Show each line below that contains the word "paved", copied in full.

[Start of RECORDS FOR THIS EXERCISE]

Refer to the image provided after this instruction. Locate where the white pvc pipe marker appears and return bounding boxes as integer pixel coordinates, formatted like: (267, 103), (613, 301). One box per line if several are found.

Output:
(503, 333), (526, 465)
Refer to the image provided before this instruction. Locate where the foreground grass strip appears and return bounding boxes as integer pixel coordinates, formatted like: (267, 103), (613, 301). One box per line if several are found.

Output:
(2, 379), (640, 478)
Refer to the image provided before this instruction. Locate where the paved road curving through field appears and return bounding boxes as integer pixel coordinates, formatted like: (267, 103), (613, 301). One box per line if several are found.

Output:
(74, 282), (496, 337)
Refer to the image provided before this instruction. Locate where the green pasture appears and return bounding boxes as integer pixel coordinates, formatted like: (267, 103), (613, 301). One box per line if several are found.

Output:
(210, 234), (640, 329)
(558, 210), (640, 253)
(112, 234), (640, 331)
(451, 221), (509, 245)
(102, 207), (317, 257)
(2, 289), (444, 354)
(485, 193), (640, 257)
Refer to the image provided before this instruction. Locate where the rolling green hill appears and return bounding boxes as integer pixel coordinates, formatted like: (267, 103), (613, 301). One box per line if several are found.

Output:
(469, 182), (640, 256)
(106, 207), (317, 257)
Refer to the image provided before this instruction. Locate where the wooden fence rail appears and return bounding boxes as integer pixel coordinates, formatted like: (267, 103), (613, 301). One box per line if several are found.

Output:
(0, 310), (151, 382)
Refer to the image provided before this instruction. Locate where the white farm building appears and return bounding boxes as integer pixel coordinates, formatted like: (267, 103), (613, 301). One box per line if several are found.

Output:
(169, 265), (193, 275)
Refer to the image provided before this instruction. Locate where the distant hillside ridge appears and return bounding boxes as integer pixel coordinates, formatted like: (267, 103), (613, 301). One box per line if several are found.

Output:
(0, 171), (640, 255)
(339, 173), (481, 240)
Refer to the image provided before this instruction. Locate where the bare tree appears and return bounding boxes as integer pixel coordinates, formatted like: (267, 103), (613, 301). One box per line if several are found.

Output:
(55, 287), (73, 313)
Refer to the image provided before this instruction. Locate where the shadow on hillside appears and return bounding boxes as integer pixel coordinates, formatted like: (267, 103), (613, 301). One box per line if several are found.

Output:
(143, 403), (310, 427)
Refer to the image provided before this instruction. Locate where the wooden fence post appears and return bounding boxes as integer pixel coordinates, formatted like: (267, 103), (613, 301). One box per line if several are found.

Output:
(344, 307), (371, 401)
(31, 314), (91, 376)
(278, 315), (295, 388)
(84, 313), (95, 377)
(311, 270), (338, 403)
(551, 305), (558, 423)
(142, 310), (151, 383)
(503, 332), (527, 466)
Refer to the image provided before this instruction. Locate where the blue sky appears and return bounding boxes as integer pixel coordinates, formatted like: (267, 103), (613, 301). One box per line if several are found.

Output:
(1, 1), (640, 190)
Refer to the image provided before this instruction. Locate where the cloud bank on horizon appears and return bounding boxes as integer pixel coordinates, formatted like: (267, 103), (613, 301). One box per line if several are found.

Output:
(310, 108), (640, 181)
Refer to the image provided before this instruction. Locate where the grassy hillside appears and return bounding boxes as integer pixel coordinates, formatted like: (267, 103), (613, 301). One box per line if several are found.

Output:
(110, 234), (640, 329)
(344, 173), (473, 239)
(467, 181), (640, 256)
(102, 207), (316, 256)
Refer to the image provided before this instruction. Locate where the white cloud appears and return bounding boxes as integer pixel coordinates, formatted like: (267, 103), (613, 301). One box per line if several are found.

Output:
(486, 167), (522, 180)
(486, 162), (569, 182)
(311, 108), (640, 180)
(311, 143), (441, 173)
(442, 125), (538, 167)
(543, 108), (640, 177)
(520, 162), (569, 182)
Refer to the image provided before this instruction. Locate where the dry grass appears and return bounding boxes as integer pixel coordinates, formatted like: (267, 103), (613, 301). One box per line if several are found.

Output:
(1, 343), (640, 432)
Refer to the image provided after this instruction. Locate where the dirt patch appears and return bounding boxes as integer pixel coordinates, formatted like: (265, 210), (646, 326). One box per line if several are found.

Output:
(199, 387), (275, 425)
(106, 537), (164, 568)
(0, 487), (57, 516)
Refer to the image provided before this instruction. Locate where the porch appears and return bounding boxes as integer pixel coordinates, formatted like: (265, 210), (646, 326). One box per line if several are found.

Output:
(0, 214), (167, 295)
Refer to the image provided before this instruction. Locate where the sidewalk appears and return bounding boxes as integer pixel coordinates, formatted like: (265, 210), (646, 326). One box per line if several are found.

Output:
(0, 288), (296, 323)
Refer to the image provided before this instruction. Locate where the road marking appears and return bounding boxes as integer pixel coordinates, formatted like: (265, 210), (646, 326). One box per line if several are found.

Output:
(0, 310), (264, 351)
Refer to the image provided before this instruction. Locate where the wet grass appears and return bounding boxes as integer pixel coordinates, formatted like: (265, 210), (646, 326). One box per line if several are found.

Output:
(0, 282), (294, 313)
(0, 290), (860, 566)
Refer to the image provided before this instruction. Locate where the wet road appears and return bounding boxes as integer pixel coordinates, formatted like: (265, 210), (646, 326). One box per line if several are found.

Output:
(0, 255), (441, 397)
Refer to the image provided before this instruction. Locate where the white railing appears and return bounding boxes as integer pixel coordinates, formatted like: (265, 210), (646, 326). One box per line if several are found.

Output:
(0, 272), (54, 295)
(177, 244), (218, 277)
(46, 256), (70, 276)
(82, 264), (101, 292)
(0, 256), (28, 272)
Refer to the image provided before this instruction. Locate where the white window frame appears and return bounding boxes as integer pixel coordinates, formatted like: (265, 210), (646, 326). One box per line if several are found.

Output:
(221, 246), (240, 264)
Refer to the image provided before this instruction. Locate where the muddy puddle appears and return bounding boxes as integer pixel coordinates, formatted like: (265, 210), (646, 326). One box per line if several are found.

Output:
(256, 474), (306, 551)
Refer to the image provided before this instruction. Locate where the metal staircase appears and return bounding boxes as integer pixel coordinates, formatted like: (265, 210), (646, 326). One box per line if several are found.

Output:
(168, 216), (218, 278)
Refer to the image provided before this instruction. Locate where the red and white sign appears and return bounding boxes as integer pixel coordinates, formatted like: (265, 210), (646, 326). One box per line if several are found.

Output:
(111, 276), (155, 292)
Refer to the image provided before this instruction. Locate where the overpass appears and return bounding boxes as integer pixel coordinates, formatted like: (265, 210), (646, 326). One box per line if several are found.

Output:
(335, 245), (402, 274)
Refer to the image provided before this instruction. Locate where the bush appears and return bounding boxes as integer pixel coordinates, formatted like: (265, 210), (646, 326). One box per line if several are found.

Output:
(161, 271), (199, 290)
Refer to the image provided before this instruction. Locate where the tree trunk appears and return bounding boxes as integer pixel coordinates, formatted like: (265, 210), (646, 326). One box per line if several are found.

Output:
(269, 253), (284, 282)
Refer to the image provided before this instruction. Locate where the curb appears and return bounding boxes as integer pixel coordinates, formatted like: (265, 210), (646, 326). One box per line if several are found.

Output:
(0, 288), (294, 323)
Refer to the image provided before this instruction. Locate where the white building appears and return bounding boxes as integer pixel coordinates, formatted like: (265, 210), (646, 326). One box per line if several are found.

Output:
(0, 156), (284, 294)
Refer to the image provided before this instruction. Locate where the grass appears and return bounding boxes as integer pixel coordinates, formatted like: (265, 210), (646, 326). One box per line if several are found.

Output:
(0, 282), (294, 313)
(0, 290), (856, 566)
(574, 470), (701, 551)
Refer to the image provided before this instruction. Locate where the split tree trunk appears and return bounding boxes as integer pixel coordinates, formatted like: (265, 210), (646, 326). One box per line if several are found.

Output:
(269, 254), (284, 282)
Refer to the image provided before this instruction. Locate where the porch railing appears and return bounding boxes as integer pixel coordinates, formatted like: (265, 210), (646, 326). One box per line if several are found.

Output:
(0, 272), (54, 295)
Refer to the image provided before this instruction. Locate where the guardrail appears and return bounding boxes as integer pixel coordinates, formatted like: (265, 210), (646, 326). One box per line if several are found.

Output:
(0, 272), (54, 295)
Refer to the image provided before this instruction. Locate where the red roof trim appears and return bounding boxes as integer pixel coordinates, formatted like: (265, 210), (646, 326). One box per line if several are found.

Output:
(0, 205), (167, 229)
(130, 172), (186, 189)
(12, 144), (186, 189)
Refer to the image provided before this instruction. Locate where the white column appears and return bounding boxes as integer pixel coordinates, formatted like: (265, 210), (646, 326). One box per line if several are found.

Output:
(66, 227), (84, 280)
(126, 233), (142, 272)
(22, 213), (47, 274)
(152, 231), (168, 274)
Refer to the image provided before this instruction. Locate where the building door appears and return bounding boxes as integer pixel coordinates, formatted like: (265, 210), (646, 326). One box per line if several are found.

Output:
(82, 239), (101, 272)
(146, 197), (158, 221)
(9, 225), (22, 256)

[End of RECORDS FOR THIS EXERCISE]

RESPONSE TO THE EXERCISE:
Refer to the image provided before this instruction. Locate where the paved road curving through field appears and return bounding boxes as integer pixel coordinates, formatted like: (267, 103), (613, 301). One box per line if several are found.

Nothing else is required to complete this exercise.